##### Fragmento proporcionado
Joseph Cornell (1903-1972) fue un artista plástico neoyorkino. También cineasta, a su manera. Sobre todo poeta. Ungido por el óleo del margen, caminaba de noche en busca de objetos desechados. Encontraba: bombillas, canicas, pájaros disecados, pequeñas muñecas. Encontraba: piezas de dominó, espejos, frascos de cristal. Poco a poco, fue mutando de trapero nocturno a coleccionista extravagante, e iba alternando estas variaciones de sí mismo con otras, la de hijo (vivió con su madre hasta la muerte de esta), la de hermano cómplice (Robert, confinado a una silla de ruedas por su parálisis cerebral). La indigencia que podría emanar al ser contemplado en sus rondas ávidas de basura (llámese despojos, si procede) se opone al prodigio de quien sabe mirar entre las pequeñas ruinas, descubrir el fulgor de entre los objetos viejos, los descartes.
Próximo en un inicio al surrealismo, terminó alejándose del movimiento por considerarlo demasiado dogmático, en exceso violento, harto procaz. Y sin saberlo habitó las afueras del borde.
Pintaba.
Hacía collages.
Esculpía.
Clasificaba informes visuales.
Escribía.
Diseñaba portadas.
Transmutaba quincalla en poesía.
Hay farmacias en sus cajas. Lenitivos. Acaso restos de láudano. Historia Natural. Geografía. Mapas. Constelaciones. Papel pautado. Pentagramas. Algún hueso (muy digno en su disposición, como todo en él). Pájaros. Ya se dijo. Pájaros enjaulados (¿él, en una de sus cajas?), pájaros libres (¿él, mendigando a la noche el encuentro por las calles neoyorkinas de un buen material?). No buscaba ‘la obra de arte’, sino dar cuerpo al perímetro de su alma. Volver al sustrato original de sí, su primera reproducción. Tal vez la pérdida, el único discurso que legitima al poeta, queda reparada en la creación misma, siquiera un instante.
##########
##### Datos mostrados
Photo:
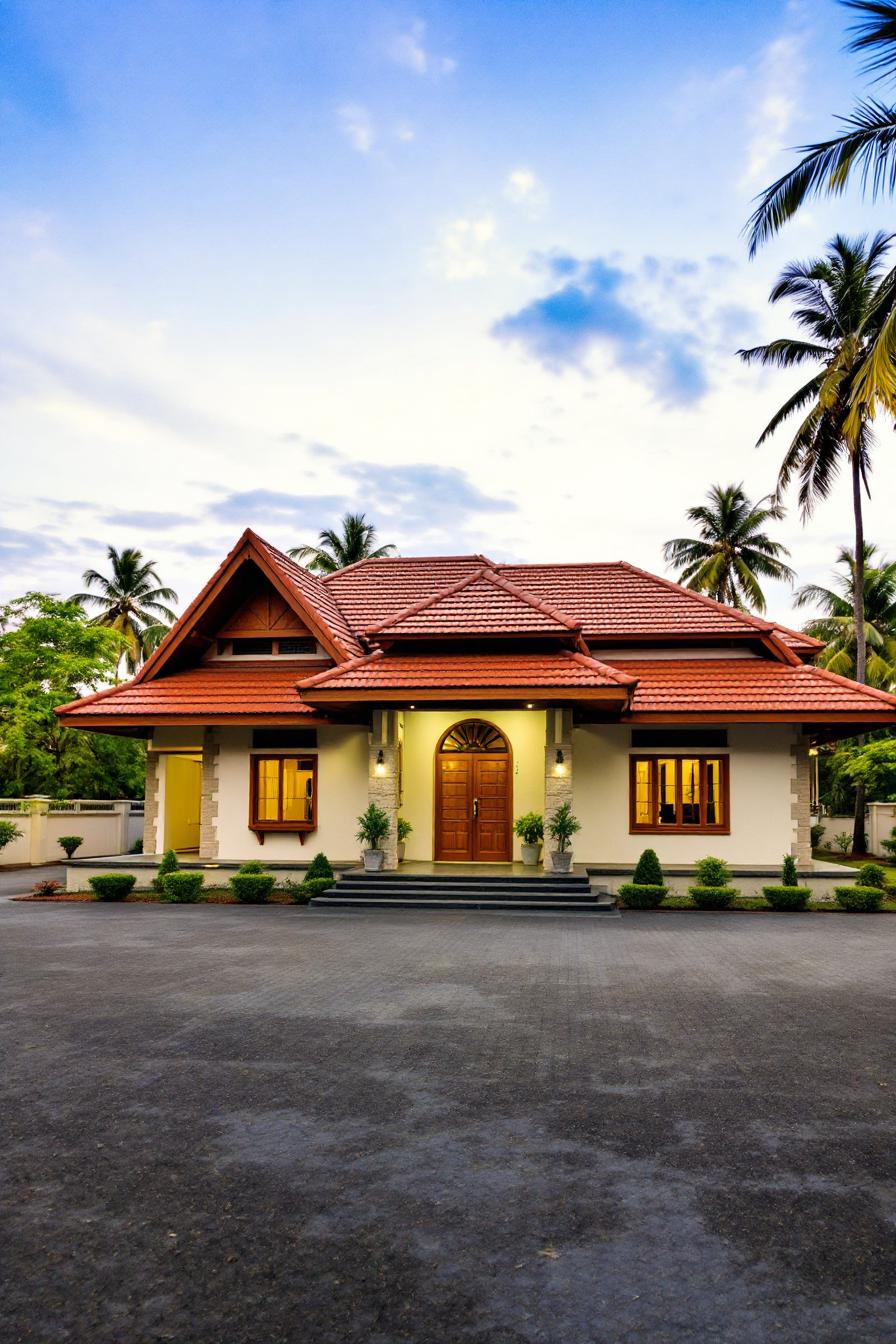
##########
_Instrucciones a seguir:_ Prolonga el texto sobre Joseph Cornell a partir de su última oración.

_Respuesta correcta:_
Se ganaba la vida como podía: componiendo portadas, trabajando de ilustrador, redactando piezas para cabeceras como ‘Vogue’…
De Cornell resta decir que es un personaje raro. Raro a la manera que explicó Rubén Darío: “El común de los lectores acostumbrados a los azucarados jarabes de los poetitas sentimentales o solamente de gusto austero y que no aprecian sino la leche y el vino vigoroso de los autores clásicos vale más que no acerquen los labios a las ánforas curiosamente arabescas y pomposamente gemadas de los cantos ya amorosos, ya místicos, ya desesperados de este poeta, ya que en ellos está contenido un violento licor que quema y disgusta a quien no está hecho a las fuertes drogas de cierta refinada y excepcional literatura modernísima. Se trata, pues, de un raro”.